What the task requires: Copy the entries below, beginning at the line that contains "For each instance of the metal" and continuing through the last line of the entries, and keep every line of their text. In the copy, shift each answer coordinate by adding 126 to both of its numbers.
* Start Available records *
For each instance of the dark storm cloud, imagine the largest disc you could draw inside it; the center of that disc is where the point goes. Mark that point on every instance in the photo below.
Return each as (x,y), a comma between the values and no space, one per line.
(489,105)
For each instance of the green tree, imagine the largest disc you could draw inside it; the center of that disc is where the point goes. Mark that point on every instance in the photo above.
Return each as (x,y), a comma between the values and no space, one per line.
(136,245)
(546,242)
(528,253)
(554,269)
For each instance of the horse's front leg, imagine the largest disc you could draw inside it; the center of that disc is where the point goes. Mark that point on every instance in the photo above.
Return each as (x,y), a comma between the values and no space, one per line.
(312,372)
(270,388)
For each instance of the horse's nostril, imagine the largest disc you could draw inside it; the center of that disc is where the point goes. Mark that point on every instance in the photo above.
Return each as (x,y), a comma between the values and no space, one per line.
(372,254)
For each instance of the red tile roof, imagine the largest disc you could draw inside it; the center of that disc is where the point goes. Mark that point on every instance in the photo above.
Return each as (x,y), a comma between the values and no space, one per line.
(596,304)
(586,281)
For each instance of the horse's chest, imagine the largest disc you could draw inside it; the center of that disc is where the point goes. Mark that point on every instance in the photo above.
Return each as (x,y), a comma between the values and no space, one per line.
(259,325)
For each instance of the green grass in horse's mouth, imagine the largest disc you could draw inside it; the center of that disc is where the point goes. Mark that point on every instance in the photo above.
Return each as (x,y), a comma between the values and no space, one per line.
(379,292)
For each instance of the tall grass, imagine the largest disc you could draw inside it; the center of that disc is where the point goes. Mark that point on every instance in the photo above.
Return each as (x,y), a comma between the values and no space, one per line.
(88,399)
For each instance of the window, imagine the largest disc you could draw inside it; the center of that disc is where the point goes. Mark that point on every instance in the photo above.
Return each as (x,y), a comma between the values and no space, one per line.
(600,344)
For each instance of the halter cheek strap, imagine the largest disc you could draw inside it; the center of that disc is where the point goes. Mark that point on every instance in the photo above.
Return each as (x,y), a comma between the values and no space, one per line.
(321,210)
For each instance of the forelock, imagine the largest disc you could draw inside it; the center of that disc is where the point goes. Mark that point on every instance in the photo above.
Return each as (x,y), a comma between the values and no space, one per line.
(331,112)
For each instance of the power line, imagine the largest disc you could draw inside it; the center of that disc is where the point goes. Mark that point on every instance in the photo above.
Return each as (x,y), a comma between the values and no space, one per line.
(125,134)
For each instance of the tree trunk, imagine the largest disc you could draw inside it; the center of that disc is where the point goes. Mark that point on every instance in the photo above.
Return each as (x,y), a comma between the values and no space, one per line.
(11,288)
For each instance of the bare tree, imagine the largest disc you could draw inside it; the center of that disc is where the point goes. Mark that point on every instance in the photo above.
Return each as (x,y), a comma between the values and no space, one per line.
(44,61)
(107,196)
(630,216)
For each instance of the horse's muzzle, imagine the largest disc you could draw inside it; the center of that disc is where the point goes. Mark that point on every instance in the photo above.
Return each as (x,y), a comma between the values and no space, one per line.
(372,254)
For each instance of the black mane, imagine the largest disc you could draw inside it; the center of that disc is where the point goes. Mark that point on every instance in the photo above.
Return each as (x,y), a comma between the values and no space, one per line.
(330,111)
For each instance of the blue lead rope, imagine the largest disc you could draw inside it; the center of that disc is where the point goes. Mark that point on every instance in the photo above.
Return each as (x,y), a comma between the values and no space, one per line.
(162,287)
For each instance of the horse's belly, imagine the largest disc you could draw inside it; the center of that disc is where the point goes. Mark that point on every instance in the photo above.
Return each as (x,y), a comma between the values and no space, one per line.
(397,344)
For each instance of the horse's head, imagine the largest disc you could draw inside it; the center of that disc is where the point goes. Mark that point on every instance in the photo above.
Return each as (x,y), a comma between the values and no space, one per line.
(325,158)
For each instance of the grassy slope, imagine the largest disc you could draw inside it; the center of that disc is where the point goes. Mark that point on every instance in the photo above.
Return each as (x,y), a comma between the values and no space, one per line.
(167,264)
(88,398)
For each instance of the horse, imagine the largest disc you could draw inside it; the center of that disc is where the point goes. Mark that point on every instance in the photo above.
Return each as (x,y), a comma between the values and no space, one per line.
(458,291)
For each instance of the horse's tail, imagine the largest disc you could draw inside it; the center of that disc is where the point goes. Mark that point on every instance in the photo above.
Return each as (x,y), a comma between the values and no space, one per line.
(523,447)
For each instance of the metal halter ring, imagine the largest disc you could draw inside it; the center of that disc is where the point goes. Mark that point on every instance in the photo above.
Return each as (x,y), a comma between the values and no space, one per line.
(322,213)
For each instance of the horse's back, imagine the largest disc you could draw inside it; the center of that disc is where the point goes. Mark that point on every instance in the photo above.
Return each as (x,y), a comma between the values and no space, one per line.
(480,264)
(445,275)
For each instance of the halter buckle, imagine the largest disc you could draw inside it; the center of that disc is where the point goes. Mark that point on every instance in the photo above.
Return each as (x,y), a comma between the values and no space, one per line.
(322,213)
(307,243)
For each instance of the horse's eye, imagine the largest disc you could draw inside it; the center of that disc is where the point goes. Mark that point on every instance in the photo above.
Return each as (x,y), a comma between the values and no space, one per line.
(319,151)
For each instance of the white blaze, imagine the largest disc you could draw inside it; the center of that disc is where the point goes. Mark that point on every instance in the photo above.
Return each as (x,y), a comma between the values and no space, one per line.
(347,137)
* End Available records *
Exercise solution:
For each instance of the metal halter ring, imagine the largest disc you could draw inside it; the center of that disc is where the point goes. Mark that point on every instance in the photo above.
Return each as (x,y), a comma between the values and no space, one per line.
(448,339)
For each instance of the horse's back, imagine the largest disc you could draw inside it; the center of that disc is where the point goes. Mark that point on every instance in the photo above.
Return each as (x,y), a comma between the values and no space, one per line.
(606,390)
(571,401)
For each instance of the halter buckle, imagine the largest disc you could draw inside it; the center of that disc is where the point goes. Mark that point on every instance in the photo above.
Return each as (x,y), a comma between the values and no space, one per line.
(448,339)
(433,369)
For each instance of the horse's eye, imagine the largest disc you could draw inside it; the center of that disc is where the point goes. Mark that point on every instance in the photo above.
Return each as (x,y), a comma between the values and no space, one per line.
(445,277)
For each instance of the white blaze, imagine the largest disc you could draw inside it; the center of that disc is where the point goes. Mark that point on every instance in the photo above.
Return each as (x,y), a comma between the values and no space, one per line.
(473,263)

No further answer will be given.